### SOURCE DATA
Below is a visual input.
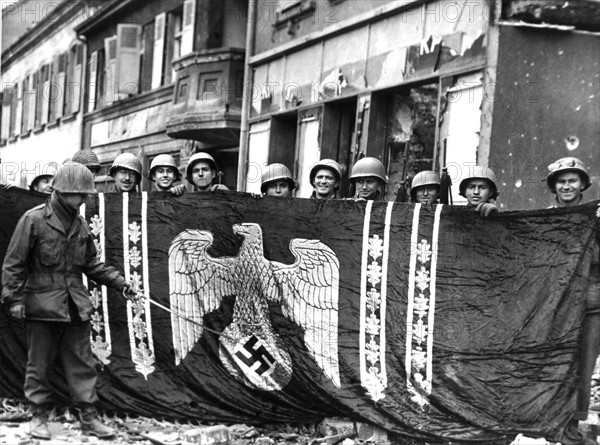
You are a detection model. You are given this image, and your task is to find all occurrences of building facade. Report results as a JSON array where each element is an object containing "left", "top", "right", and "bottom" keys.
[
  {"left": 75, "top": 0, "right": 247, "bottom": 191},
  {"left": 1, "top": 0, "right": 95, "bottom": 189},
  {"left": 238, "top": 0, "right": 599, "bottom": 209}
]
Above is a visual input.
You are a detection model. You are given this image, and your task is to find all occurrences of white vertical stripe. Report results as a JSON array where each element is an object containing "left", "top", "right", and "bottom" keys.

### WHAT YOU HAVE TO DO
Omit all pictures while transcribing the entries verbatim.

### OUTPUT OF THE EXERCISE
Below is a visual input.
You are a detection model. You are given this image, and your task is to find all occurrences of building facade. Report results as a JSON array where each element is an object containing "left", "top", "right", and "bottom" keys.
[
  {"left": 75, "top": 0, "right": 247, "bottom": 191},
  {"left": 1, "top": 0, "right": 95, "bottom": 189},
  {"left": 238, "top": 0, "right": 599, "bottom": 209}
]
Above is a visual input.
You are a detection model. You are given this image, and your task is to find all occurrences of white vertical stripe. Report results as a JSON array where each element is an object containing "left", "top", "right", and "bottom" keys.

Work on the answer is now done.